Set exercise A - According to the forum thread on passing arrays to C functions, what is the value of ptr in the calling function after test() returns in the first example?

### Selected extract

I have a question regarding passing arrays in c to a function.
When I run this program it gives me a segmentation fault
int main()
{
char **ptr= NULL;
test(ptr);
printf("%s", ptr[0]);
return 0;
}
void test(char **ptr)
{
ptr = (char **) malloc(sizeof(char *));
ptr[0] = (char *) malloc(sizeof(char)*5);
strcpy(ptr[0], "abc");
return;
}
but this worked just fine
int main()
{
char **ptr= NULL;
test(&ptr);
printf("%s", ptr[0]);
return 0;
}
void test(char ***ptr)
{
*ptr = (char **) malloc(sizeof(char *));
*ptr[0] = (char *) malloc(sizeof(char)*5);
strcpy(*ptr[0], "abc");
return;
}
Could someone explain why?
You're passing the parameter ptr by value; the formal parameter ptr in test is a different object from the actual parameter ptr in main, so changing the value of test::ptr is not reflected in main::ptr.
Thus, you need to pass a pointer to ptr into test, and test needs to dereference that pointer to write to the correct object.
For any type T, if you want to modify the value of the function argument, you need to do the following:
void foo( T *param )
{
*param = ...;
}
void bar( )
{
T obj;
foo( &obj );
}
In this particular instance, T is char **.
In C, when you pass an array to a function, the array "decays" to a pointer. The function receives a pointer to the first element of the array. It does not receive the array itself. Any changes made to the pointer assignment in the called function are not reflected in the calling function.
In your first example, test() receives the array of strings, and inside the function, it changes what that pointer points to. So the local copy of ptr, which was NULL, gets allocated memory inside the function, as does ptr[0]. However, those changes are local to test(). They are not reflected in the calling function. When test() finishes executing and returns, the value of ptr in the calling function is still NULL. And you have a memory leak because there is no way to access the memory that was allocated in test().
In order for the changes to be reflected in the calling function, you have to pass a pointer to the array of strings: hence the &ptr in the call and the three-level pointer in the definition of test(). Another, simpler approach would be:
int main()
{
char **ptr= NULL;
ptr = test();
printf("%s", ptr[0]);
return 0;
}
char** test(void)

######

Set exercise B - Format the rows as a JSON list of strings, one string per line, from the line that contains "Note to the class: locate the green" through the end of the rows, inclusive, with blank lines omitted.

### Given entries

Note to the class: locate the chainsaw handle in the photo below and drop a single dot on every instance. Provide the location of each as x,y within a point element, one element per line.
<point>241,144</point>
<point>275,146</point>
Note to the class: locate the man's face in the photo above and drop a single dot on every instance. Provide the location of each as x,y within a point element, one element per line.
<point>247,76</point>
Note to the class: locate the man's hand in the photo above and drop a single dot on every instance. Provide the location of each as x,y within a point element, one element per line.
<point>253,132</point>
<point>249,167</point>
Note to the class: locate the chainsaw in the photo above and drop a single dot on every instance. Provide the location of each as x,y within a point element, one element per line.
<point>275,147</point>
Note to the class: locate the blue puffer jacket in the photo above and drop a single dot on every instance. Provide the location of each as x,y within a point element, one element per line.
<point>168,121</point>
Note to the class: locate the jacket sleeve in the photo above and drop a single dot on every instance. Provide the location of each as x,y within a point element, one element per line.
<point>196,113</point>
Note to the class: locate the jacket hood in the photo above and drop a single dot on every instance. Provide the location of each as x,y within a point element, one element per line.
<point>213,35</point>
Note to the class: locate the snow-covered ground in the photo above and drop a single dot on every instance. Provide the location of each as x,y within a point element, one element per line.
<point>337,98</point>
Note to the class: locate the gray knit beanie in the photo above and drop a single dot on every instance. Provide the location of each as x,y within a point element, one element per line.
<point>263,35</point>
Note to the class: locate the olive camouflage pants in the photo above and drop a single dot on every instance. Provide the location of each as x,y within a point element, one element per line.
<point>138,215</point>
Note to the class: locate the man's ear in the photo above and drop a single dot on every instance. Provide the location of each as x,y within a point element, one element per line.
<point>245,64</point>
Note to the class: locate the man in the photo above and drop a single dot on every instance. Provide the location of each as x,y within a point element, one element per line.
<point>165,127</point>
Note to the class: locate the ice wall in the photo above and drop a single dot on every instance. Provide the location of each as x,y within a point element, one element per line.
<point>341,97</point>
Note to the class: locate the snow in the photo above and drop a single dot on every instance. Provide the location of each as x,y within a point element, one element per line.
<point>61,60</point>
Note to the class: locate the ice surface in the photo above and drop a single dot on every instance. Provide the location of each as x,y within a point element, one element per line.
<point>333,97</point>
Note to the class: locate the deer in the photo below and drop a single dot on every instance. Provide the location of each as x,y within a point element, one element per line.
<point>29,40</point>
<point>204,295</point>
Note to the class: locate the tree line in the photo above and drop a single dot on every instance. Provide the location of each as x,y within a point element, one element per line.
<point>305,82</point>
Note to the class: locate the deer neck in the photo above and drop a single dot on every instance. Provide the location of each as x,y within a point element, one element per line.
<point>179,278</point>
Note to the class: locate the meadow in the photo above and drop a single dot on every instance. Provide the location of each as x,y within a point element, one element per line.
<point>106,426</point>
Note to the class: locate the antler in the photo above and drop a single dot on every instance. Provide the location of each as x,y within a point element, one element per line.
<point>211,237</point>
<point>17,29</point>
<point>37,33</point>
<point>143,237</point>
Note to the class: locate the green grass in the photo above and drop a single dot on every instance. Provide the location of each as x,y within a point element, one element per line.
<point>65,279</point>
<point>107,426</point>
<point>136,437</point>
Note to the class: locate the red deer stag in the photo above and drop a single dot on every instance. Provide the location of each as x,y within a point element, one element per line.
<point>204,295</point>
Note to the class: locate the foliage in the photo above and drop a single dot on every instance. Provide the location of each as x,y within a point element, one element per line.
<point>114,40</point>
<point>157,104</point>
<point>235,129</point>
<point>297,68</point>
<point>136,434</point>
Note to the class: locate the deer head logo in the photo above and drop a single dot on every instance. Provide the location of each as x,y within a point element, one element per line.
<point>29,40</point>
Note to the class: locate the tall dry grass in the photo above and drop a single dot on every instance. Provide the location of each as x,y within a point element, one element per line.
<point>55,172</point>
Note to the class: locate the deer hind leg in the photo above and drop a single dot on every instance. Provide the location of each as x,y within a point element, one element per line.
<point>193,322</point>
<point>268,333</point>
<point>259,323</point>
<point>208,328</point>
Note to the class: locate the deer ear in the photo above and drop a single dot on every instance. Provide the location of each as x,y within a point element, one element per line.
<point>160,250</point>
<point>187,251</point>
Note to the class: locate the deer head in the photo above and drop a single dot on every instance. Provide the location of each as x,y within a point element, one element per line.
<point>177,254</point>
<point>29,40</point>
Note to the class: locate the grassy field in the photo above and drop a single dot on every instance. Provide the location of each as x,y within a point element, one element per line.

######

Result A - It is still NULL.

Result B -
[
  "Note to the class: locate the green grass in the photo above and drop a single dot on every instance. Provide the location of each as x,y within a point element, one element per line.",
  "<point>65,279</point>",
  "<point>107,426</point>",
  "<point>136,437</point>",
  "Note to the class: locate the red deer stag in the photo above and drop a single dot on every instance. Provide the location of each as x,y within a point element, one element per line.",
  "<point>204,295</point>",
  "Note to the class: locate the foliage in the photo above and drop a single dot on every instance. Provide the location of each as x,y within a point element, one element per line.",
  "<point>114,40</point>",
  "<point>157,104</point>",
  "<point>235,129</point>",
  "<point>297,68</point>",
  "<point>136,434</point>",
  "Note to the class: locate the deer head logo in the photo above and drop a single dot on every instance. Provide the location of each as x,y within a point element, one element per line.",
  "<point>29,40</point>",
  "Note to the class: locate the tall dry grass in the photo above and drop a single dot on every instance. Provide the location of each as x,y within a point element, one element per line.",
  "<point>55,172</point>",
  "Note to the class: locate the deer hind leg in the photo above and drop a single dot on every instance. Provide the location of each as x,y within a point element, one element per line.",
  "<point>193,322</point>",
  "<point>268,333</point>",
  "<point>259,323</point>",
  "<point>208,328</point>",
  "Note to the class: locate the deer ear in the photo above and drop a single dot on every instance. Provide the location of each as x,y within a point element, one element per line.",
  "<point>160,250</point>",
  "<point>187,251</point>",
  "Note to the class: locate the deer head in the photo above and drop a single dot on every instance. Provide the location of each as x,y within a point element, one element per line.",
  "<point>177,254</point>",
  "<point>29,40</point>",
  "Note to the class: locate the grassy field in the photo above and drop a single dot on every instance. Provide the location of each as x,y within a point element, one element per line."
]